* _TASK LIST_:
A. In the database module quiz, why is the write-ahead log matched to two ACID properties instead of one? Answer in one to three sentences.
B. Extend the database module quiz, starting right after its last log entry.

Module Quiz
Complete this quiz after finishing all concept and practice pages.
Current Module Questions
Question 1: ACID Property Mapping
Which of A, C, I, D is most directly supported by each mechanism: (a) the write-ahead log; (b) a foreign-key constraint; (c) row-level write locks; (d) an fsync on COMMIT; (e) a CHECK constraint?
Answer:
- (a) WAL: A and D (atomicity via log-based undo/redo; durability via log-first rule).
- (b) Foreign key: C (declared integrity constraint).
- (c) Row-level write locks: I.
- (d) fsync on commit: D.
- (e) CHECK constraint: C.
Question 2: ARIES Recovery
During recovery from this log, what does ARIES redo and undo?
10 T1 BEGIN
11 T1 UPDATE x: 5 -> 7
12 CHECKPOINT (active: T1; data file x=5)

* _DATA EXTRACT_:
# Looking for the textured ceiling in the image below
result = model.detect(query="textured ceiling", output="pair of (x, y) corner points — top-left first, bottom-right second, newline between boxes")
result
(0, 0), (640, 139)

* _TASK ANSWERS_:
A. The write-ahead log supports atomicity through log-based undo and redo. It also supports durability through the log-first rule.

B.
13 T2 BEGIN
14 T2 UPDATE y: 2 -> 4
15 T1 COMMIT
16 T3 BEGIN
17 T3 UPDATE z: 8 -> 9
-- crash --
Answer:
- Analysis: identifies T1 as committed (has COMMIT), T2 and T3 as in-flight (no COMMIT).
- Redo: replays LSN 11, 14, 17 against data files (to reach state at crash time).
- Undo: rolls back T2 (LSN 14 -> writes y back to 2) and T3 (LSN 17 -> writes z back to 8). Writes CLRs for both undo operations.
- Final state: x = 7 (T1 committed), y = 2 (T2 rolled back), z = 8 (T3 rolled back).
Question 3: Anomaly Identification
A transaction T_total reads account A (balance 500), then account B (balance 200), and returns the sum. Concurrently, T_xfer transfers 100 from A to B. T_total returns 600 when the true sum should be 700. Name the anomaly and the weakest isolation level that prevents it.
Answer: Read skew (aka non-repeatable read). T_total saw A before the transfer and B after. Prevented by Snapshot Isolation (PostgreSQL REPEATABLE READ) or stronger, because a snapshot would show both balances at the same point in time.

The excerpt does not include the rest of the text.